_Exercise:_ Lines from the one with "Could you please locate the clear" to the end of the material, both included: print them exactly and print nothing else. Omit the pictures.

_Source information:_
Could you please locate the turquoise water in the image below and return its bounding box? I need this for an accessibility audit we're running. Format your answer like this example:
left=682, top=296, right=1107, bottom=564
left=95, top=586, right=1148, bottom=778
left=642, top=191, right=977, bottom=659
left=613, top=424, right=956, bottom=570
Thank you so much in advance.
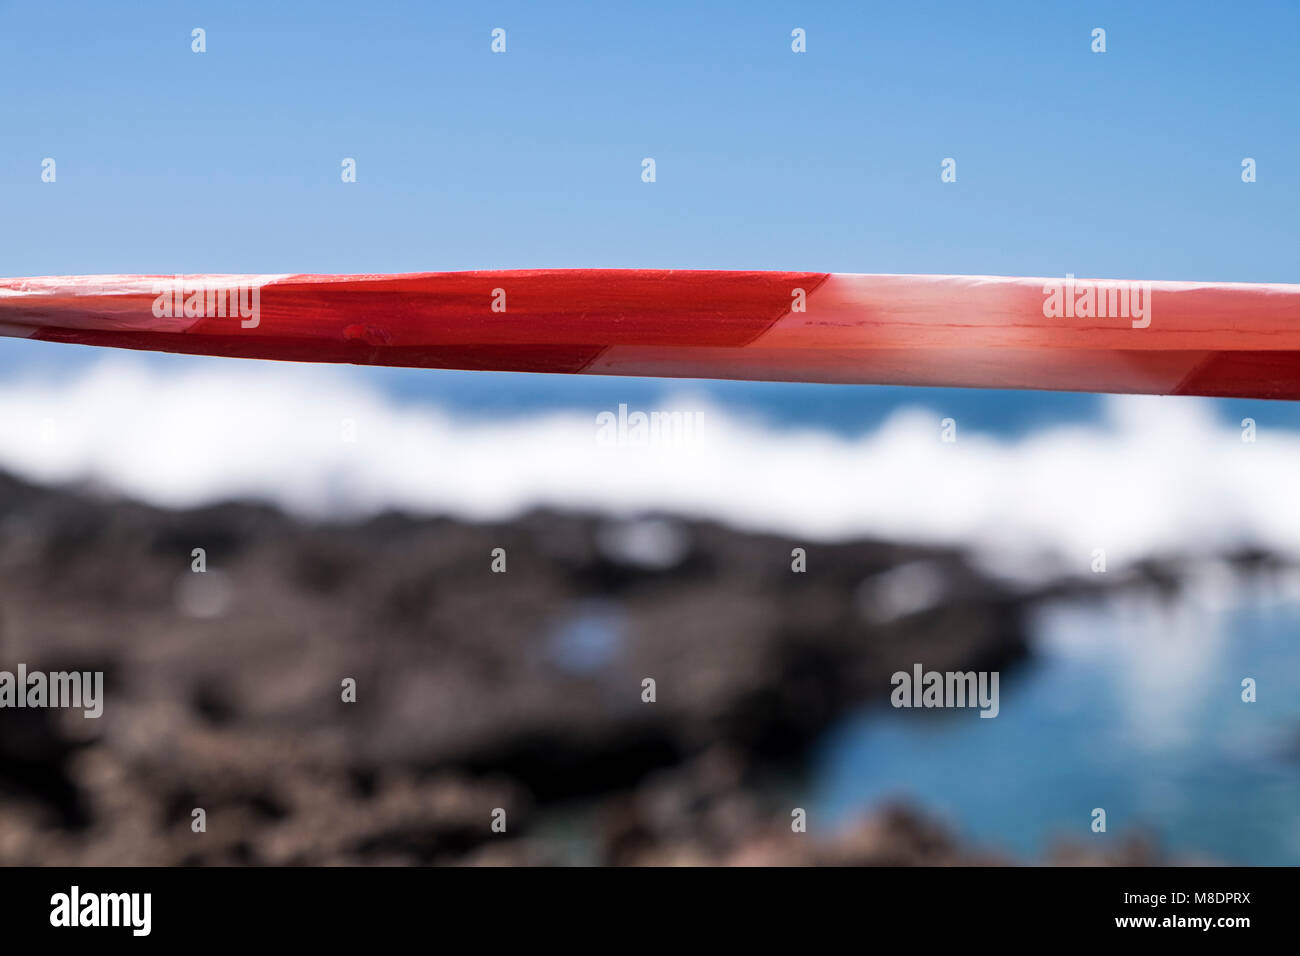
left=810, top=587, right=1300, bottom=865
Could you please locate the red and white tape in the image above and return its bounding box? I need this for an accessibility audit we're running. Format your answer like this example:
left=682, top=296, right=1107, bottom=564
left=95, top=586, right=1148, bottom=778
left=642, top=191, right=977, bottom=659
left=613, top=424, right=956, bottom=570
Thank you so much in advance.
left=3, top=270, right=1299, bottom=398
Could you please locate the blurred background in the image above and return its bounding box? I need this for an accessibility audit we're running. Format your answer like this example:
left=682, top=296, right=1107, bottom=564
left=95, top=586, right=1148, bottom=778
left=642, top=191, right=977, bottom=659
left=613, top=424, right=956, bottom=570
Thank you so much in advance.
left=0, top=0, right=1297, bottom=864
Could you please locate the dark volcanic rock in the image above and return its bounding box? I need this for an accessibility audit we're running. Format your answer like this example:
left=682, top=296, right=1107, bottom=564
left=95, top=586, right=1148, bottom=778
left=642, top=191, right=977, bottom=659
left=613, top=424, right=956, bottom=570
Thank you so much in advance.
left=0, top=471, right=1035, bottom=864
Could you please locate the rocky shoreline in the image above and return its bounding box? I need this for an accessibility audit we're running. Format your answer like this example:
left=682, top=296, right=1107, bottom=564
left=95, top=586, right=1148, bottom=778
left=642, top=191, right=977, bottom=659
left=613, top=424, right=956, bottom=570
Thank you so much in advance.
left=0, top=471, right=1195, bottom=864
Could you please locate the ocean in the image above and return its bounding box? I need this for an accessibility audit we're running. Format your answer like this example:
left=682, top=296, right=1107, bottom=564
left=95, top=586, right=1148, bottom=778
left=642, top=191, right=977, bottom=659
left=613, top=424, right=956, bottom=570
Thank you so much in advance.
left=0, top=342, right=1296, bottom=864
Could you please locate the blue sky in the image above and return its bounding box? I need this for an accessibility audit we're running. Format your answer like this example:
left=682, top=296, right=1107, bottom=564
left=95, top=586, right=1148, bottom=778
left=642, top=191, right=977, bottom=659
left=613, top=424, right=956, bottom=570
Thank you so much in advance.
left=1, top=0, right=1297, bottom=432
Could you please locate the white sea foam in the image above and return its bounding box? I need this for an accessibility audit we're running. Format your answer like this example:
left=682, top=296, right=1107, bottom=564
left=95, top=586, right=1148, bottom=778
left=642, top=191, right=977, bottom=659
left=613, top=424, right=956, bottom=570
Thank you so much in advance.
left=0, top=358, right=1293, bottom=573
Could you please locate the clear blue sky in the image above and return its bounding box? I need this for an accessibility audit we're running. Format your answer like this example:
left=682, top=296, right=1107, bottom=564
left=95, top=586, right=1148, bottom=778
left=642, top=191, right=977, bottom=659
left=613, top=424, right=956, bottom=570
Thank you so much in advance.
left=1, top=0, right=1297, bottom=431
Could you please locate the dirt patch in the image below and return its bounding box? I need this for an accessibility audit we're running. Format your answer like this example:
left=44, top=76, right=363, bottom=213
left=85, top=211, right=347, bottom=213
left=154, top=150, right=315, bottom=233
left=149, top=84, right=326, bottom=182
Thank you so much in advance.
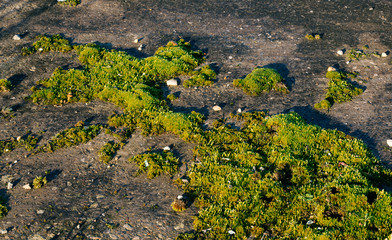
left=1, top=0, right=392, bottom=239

_Solution to the problem:_
Could you please locate the clear blue sky in the image above and return its bounding box? I need this for an accessibility audit we're running. Format your answer like this example:
left=682, top=296, right=1107, bottom=564
left=95, top=586, right=1148, bottom=778
left=642, top=191, right=977, bottom=659
left=613, top=424, right=956, bottom=570
Thank you so much in advance.
left=1, top=0, right=1297, bottom=431
Could you please locate the dirt patch in the image below and return its bounding box? I need this for an accessibility audit we're running. Format your answer like this example:
left=44, top=76, right=363, bottom=213
left=85, top=211, right=347, bottom=213
left=154, top=150, right=315, bottom=233
left=149, top=84, right=326, bottom=182
Thank you so much in advance.
left=1, top=0, right=392, bottom=239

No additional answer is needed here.